Work to be completed: Give the number of lines in this listing that hold "label". No other words belong in the reply.
··· The records
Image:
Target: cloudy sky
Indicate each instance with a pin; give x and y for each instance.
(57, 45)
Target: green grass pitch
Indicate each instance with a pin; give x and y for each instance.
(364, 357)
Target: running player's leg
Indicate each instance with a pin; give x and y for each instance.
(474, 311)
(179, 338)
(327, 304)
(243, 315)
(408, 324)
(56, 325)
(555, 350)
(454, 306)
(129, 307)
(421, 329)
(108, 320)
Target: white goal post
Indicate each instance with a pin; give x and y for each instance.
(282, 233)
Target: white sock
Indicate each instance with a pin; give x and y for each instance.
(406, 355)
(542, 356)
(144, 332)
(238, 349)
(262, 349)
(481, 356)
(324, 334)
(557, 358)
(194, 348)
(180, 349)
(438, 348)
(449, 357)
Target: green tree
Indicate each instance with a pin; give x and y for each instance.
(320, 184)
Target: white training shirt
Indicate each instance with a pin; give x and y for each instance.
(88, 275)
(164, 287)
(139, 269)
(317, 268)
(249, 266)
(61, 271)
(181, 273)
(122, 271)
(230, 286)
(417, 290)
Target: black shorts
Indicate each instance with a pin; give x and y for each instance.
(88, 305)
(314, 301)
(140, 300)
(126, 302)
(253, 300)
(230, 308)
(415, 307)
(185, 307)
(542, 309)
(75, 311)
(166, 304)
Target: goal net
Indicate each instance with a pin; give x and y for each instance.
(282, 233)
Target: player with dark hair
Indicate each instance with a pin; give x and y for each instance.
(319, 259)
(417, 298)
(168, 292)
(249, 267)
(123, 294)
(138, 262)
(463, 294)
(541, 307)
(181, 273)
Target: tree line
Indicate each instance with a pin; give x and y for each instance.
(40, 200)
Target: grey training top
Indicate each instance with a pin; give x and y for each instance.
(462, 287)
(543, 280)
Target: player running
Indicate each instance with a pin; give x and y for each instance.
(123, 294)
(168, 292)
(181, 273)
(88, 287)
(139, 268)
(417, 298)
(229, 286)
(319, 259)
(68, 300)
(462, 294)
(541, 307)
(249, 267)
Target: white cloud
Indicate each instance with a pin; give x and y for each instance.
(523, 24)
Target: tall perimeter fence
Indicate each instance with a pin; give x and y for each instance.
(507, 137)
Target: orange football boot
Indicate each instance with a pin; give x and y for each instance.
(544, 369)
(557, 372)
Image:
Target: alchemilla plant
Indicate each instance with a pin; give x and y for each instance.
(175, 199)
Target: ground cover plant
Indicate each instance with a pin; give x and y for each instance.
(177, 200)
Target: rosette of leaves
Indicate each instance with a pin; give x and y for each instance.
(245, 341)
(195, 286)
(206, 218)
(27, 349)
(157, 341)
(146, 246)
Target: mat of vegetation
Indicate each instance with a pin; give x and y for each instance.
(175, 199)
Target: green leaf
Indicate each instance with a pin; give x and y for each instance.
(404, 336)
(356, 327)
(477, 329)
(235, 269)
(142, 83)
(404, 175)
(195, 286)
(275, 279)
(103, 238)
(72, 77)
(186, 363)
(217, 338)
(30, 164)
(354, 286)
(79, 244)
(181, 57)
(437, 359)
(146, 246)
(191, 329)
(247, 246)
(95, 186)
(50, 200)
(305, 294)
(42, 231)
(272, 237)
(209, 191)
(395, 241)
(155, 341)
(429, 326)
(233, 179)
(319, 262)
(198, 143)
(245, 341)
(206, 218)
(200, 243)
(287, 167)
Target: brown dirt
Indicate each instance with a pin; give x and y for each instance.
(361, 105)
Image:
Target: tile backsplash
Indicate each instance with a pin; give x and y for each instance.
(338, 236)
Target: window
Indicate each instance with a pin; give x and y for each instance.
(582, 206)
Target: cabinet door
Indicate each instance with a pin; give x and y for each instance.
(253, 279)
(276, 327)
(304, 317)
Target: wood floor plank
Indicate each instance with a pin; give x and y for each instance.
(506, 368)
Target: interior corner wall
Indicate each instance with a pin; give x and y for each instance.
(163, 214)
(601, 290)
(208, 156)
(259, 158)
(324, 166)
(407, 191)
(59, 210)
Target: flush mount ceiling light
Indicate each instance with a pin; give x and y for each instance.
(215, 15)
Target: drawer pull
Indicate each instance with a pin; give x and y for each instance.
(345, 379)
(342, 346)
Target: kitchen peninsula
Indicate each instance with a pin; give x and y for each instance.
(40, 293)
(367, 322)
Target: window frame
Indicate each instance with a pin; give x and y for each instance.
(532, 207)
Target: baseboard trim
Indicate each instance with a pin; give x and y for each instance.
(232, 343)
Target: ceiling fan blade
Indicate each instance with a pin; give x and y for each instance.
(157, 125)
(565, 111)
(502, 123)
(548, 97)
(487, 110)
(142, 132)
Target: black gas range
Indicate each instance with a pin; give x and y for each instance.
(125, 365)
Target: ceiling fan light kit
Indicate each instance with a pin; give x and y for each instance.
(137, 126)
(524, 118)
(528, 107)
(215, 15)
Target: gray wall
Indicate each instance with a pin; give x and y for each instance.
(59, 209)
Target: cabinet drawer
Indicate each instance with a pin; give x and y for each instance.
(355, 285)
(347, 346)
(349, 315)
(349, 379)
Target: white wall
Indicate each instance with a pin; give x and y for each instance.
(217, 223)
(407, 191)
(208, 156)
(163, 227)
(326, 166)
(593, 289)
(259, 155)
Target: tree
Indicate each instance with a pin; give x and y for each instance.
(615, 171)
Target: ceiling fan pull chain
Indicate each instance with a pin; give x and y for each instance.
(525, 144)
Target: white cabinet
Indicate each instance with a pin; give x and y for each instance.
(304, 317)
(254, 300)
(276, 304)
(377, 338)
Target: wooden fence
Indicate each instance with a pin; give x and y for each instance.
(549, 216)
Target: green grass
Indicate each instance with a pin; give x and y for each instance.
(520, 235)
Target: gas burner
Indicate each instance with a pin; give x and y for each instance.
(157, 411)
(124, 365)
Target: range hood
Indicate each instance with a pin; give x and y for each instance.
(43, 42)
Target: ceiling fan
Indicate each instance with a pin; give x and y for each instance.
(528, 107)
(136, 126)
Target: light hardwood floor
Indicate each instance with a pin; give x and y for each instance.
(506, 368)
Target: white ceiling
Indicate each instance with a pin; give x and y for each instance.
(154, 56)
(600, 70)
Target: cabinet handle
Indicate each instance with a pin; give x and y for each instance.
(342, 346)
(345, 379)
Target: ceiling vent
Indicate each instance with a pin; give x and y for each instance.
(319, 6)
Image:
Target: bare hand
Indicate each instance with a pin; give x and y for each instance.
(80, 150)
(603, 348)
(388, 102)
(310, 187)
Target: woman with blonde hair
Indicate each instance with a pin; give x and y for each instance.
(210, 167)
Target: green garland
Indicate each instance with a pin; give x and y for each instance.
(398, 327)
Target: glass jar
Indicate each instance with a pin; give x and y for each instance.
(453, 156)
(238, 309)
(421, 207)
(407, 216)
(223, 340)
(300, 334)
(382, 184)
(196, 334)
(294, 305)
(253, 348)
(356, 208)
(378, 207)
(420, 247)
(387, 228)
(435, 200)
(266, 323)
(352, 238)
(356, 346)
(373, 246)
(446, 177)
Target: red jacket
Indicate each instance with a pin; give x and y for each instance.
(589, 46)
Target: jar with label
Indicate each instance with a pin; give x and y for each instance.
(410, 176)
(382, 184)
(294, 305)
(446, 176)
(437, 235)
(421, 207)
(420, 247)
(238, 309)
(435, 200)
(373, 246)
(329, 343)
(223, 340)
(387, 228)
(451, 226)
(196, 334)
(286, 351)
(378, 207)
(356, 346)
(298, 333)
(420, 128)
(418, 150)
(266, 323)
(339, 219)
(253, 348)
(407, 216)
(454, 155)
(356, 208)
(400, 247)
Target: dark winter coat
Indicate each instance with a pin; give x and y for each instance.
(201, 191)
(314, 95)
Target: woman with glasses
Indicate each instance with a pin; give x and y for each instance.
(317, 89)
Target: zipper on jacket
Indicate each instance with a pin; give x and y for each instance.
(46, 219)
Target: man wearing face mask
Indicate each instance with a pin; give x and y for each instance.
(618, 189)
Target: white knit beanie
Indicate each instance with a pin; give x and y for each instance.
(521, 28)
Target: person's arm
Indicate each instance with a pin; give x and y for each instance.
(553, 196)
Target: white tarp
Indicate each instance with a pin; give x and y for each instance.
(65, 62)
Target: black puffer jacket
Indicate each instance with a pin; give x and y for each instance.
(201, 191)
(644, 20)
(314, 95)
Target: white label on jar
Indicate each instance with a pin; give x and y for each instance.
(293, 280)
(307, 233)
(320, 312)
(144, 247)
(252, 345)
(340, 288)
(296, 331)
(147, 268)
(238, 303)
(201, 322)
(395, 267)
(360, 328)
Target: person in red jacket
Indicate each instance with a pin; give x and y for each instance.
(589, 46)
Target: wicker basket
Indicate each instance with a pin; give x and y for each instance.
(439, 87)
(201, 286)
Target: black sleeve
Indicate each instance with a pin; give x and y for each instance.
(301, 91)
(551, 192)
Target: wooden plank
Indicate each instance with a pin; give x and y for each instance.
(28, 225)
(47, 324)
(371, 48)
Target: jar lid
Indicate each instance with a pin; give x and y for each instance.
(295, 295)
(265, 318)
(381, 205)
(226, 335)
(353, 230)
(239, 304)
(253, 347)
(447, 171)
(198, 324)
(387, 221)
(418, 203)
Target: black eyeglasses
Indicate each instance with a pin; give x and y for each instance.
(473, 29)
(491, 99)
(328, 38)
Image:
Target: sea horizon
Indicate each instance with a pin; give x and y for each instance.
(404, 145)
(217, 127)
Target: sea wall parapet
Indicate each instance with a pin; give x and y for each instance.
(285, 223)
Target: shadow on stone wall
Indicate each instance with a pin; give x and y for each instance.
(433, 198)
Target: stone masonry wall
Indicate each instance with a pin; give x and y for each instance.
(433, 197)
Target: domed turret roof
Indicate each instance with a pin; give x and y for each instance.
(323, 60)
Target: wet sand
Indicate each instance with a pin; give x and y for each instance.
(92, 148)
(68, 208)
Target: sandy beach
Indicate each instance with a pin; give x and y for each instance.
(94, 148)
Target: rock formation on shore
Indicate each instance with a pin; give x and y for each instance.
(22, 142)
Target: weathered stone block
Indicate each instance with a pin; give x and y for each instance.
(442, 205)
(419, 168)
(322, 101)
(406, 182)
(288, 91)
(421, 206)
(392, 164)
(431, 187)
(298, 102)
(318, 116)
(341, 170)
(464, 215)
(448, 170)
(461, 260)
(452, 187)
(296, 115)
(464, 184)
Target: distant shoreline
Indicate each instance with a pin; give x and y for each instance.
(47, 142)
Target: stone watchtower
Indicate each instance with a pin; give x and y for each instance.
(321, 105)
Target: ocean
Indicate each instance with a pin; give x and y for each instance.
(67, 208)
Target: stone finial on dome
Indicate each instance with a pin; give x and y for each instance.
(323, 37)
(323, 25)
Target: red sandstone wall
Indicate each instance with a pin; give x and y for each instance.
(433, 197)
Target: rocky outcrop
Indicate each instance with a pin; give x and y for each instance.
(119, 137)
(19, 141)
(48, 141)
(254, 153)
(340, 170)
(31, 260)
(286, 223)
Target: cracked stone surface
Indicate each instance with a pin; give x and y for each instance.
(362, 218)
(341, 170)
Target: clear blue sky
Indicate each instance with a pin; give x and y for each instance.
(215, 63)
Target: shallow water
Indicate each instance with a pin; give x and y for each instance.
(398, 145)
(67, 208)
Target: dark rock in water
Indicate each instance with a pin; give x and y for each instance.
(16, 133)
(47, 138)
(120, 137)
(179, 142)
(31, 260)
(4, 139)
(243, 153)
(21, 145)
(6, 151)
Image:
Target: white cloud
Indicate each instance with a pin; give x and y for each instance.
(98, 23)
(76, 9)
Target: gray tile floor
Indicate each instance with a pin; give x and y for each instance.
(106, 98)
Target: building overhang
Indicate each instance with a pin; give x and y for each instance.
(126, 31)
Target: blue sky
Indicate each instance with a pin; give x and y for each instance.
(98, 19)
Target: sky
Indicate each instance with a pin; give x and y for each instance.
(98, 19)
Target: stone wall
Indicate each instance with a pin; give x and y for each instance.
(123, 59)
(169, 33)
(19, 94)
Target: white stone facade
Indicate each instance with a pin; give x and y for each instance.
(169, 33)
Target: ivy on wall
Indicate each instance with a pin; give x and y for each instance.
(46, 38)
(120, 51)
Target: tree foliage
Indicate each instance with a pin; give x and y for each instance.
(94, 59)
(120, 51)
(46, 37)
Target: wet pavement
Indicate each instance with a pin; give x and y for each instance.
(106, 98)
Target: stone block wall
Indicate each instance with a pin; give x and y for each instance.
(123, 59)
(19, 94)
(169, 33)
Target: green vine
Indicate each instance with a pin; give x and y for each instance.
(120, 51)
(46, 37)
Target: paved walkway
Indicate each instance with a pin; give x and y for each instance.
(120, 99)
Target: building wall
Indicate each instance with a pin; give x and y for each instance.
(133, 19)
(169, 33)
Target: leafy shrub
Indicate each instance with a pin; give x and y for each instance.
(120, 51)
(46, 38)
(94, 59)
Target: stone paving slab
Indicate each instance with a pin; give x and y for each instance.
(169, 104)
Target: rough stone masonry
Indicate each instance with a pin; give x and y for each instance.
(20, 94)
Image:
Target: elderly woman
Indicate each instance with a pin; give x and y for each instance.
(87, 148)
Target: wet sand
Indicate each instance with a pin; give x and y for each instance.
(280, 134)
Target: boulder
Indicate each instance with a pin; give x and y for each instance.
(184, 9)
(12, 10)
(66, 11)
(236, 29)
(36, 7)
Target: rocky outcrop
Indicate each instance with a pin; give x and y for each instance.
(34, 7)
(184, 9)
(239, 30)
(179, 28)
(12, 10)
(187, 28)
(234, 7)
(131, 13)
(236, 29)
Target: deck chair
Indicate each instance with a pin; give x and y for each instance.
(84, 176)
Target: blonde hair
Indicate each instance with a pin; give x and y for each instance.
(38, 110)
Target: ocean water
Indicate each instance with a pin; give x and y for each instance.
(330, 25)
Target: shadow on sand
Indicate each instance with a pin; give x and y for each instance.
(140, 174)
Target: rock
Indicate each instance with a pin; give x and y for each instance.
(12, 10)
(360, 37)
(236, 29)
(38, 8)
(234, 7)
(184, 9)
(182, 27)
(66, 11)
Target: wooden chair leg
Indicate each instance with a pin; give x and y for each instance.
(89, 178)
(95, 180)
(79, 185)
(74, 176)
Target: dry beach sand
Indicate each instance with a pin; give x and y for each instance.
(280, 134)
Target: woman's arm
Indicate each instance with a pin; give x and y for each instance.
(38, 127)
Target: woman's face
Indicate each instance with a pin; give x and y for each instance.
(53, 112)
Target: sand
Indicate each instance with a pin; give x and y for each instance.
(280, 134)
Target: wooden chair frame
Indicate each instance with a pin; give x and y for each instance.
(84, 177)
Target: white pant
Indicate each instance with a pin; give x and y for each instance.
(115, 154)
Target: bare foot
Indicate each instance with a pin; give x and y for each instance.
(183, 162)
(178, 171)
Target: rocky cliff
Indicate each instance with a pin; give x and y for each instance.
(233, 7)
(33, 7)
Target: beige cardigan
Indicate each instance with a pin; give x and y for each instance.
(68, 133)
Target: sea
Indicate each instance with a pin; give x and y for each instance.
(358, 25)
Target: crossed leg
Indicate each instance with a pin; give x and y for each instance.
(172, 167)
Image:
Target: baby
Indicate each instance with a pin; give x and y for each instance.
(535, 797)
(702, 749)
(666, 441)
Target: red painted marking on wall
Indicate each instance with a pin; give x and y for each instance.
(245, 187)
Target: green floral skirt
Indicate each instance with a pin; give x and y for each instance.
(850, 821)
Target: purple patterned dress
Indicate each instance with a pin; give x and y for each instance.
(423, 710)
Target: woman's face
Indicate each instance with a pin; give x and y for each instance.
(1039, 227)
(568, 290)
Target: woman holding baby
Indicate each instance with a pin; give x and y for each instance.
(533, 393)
······
Result of this exercise: 2